#### Supplied data ####

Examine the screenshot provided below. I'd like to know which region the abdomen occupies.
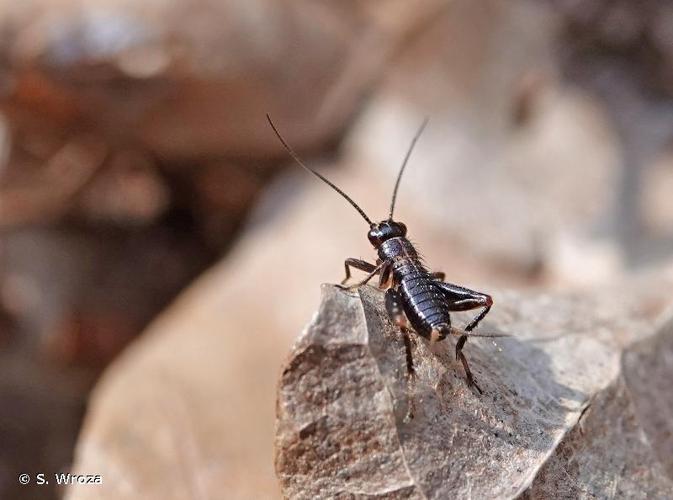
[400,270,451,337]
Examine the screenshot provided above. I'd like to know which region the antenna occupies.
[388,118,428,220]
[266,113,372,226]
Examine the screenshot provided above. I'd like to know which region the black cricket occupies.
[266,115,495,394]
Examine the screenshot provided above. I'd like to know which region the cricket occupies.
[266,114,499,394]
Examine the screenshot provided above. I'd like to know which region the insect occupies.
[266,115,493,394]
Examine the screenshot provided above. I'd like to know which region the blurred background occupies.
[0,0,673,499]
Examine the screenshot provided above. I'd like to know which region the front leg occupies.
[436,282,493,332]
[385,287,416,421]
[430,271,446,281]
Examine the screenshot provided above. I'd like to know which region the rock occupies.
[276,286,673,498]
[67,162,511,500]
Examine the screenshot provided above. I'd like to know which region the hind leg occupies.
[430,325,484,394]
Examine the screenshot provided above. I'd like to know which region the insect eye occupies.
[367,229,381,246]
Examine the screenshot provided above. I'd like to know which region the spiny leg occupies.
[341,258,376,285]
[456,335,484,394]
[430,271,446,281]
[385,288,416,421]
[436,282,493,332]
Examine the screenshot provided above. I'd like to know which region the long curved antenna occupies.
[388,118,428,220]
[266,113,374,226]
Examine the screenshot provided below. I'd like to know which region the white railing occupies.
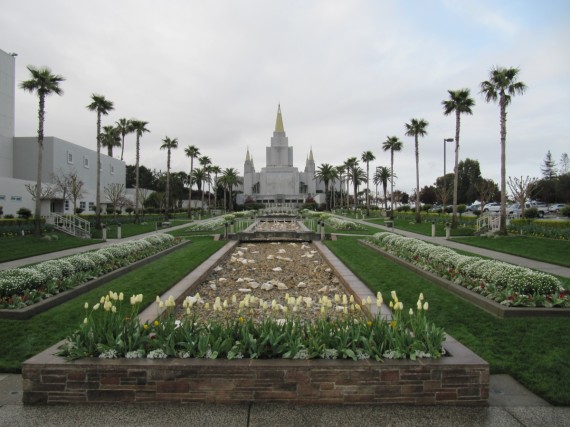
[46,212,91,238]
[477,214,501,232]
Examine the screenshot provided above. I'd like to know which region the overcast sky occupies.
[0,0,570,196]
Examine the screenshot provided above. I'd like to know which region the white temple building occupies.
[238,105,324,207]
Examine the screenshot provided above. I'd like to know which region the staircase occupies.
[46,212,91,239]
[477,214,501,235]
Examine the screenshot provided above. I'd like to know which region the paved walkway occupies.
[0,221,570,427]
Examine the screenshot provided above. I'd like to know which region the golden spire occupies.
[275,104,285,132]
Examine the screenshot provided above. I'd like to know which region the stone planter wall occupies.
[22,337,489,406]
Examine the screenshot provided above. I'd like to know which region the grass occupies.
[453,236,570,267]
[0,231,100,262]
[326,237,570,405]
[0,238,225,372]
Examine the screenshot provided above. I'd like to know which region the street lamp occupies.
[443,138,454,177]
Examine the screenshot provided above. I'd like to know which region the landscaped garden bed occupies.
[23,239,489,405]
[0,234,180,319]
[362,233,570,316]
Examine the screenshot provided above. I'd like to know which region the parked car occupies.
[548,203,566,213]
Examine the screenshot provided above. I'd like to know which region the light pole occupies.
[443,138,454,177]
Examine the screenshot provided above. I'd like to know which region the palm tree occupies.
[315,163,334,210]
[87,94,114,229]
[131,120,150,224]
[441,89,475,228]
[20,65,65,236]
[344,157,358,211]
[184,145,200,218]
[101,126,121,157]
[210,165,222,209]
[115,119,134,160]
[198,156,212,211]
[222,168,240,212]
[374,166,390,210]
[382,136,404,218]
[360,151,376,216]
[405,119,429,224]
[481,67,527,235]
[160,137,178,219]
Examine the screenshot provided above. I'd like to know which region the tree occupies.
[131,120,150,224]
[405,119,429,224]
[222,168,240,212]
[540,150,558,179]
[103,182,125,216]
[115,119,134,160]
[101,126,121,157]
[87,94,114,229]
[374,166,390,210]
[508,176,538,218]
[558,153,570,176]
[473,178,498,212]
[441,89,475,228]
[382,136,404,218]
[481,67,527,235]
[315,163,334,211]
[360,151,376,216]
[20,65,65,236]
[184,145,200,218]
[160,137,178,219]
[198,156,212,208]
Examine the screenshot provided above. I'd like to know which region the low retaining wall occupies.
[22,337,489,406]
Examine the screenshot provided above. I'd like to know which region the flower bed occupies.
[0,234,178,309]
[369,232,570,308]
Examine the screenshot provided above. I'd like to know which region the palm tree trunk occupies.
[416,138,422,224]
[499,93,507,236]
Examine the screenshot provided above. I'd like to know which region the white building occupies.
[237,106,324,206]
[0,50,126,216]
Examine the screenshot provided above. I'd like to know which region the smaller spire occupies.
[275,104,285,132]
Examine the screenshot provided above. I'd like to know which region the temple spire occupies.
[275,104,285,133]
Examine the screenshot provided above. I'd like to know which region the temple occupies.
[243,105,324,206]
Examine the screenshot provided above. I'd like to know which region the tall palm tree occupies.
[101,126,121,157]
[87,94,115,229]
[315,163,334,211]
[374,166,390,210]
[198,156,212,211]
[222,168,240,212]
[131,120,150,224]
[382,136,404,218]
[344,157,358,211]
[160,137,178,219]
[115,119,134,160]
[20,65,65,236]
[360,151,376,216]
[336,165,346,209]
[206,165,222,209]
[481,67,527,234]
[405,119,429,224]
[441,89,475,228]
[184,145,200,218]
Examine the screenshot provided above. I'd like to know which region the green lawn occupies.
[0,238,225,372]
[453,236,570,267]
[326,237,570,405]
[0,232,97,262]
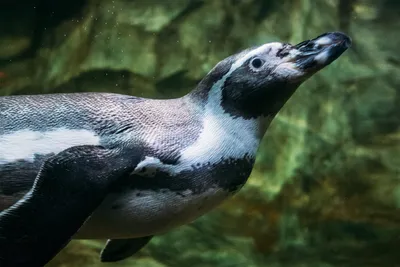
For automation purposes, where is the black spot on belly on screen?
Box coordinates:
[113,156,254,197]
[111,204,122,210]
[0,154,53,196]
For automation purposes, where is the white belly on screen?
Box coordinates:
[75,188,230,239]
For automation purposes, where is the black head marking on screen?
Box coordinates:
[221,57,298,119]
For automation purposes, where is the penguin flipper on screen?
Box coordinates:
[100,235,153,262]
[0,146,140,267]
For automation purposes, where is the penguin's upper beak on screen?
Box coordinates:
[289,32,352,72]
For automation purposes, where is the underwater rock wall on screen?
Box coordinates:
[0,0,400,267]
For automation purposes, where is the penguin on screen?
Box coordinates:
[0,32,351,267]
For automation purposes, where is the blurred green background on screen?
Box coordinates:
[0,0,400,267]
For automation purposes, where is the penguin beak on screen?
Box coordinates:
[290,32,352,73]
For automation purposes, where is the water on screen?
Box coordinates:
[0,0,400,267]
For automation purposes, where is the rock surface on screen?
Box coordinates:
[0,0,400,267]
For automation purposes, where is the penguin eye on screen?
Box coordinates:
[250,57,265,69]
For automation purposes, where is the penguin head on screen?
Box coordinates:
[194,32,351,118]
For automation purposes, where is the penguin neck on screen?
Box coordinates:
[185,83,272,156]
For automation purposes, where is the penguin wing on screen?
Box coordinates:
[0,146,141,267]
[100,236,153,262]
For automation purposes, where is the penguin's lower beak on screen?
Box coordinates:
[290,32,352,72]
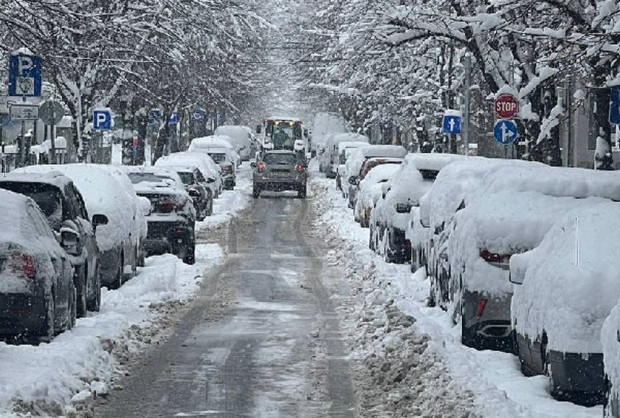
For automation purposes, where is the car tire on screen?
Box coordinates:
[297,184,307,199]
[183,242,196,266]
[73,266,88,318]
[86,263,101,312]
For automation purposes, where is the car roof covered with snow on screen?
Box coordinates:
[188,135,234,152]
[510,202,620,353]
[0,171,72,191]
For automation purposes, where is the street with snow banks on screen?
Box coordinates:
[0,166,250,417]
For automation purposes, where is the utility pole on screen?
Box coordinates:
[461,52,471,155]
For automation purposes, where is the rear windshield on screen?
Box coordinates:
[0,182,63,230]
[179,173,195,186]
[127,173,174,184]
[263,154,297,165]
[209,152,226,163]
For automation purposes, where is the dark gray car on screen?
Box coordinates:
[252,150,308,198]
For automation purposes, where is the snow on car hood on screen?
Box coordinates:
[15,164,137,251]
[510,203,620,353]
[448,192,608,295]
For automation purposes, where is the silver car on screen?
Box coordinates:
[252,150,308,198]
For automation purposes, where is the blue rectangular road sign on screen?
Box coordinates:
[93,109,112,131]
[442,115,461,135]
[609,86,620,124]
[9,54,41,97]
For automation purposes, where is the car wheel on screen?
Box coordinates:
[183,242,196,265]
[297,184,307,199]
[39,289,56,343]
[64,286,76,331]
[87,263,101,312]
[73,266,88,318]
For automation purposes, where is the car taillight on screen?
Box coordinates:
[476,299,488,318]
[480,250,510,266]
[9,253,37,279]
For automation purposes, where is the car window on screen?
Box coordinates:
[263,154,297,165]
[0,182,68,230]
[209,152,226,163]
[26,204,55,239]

####
#### Supplied data ####

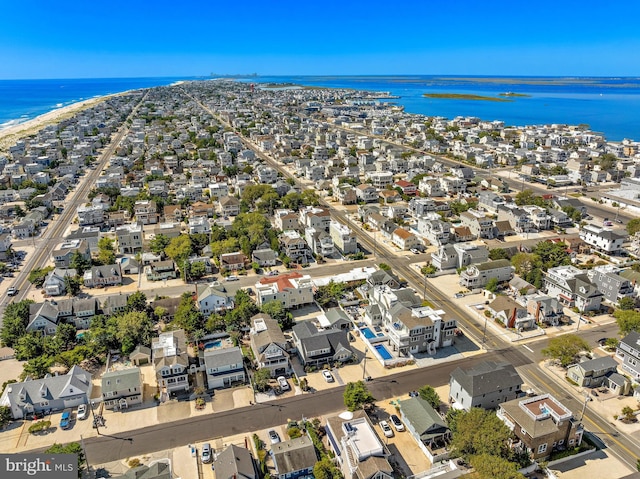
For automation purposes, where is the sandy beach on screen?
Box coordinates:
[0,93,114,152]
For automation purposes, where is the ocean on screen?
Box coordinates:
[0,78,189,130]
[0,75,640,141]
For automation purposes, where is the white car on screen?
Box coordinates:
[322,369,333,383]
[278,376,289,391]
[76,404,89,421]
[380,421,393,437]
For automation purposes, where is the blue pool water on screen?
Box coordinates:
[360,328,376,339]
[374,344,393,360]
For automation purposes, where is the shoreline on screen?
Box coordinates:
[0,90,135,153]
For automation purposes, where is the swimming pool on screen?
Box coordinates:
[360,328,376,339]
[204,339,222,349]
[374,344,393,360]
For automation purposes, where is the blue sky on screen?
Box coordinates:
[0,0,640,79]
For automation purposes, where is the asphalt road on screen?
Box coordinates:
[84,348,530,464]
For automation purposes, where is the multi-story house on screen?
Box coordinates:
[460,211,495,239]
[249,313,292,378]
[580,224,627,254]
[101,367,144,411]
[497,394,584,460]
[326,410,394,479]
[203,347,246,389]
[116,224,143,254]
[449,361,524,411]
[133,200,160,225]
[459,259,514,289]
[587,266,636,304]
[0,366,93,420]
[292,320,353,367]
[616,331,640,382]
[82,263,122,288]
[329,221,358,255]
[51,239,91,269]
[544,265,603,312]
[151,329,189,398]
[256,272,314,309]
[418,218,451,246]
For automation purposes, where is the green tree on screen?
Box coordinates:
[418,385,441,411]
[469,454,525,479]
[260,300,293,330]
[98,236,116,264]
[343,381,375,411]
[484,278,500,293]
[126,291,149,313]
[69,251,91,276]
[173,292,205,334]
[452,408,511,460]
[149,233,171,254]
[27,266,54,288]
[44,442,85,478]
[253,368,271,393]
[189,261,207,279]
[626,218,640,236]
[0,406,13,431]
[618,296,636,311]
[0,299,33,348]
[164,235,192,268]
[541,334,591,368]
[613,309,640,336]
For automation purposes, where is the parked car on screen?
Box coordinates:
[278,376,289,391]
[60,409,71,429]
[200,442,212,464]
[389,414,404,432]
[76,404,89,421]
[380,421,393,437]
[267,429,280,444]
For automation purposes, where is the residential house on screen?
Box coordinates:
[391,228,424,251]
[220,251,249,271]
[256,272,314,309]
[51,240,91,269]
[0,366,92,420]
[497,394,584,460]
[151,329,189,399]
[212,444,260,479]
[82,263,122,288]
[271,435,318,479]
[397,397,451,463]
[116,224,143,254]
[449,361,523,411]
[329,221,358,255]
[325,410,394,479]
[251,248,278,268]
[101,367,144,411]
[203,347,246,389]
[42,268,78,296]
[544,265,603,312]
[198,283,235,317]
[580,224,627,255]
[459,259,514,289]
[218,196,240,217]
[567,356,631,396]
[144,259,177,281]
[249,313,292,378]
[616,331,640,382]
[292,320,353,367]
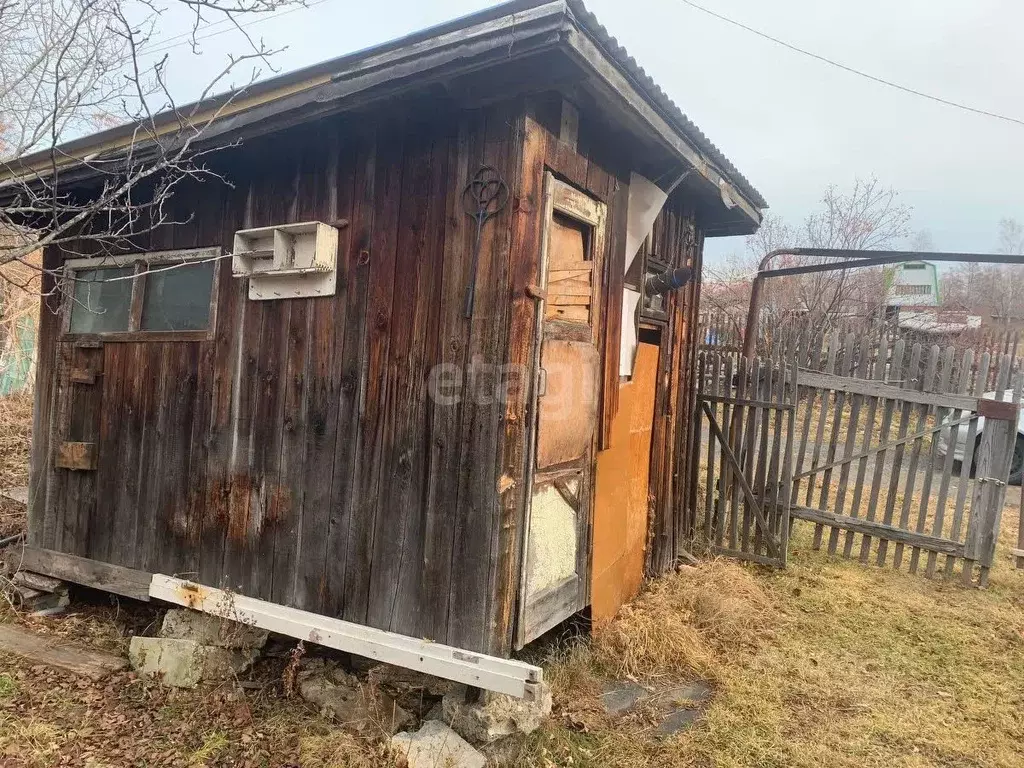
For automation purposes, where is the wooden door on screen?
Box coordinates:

####

Rewrite everything from the line containing "the abdomen occupies." down to the line containing "[266,114,499,394]" in the data, substituting "image" for "screenshot" throughout and keeping all else unchanged. Omit the pictures from your answer.

Output below.
Examine the image provided below. I'd like to know which region the abdomen occupies.
[400,270,451,337]
Examine the image provided above. I'd like to know which region the antenna occupies.
[388,118,428,220]
[266,113,372,226]
Examine the image provided above. I'd like to know which region the black cricket occupies.
[266,115,495,394]
Examine the image provided above. I'd like to know which region the cricket occupies.
[266,114,499,394]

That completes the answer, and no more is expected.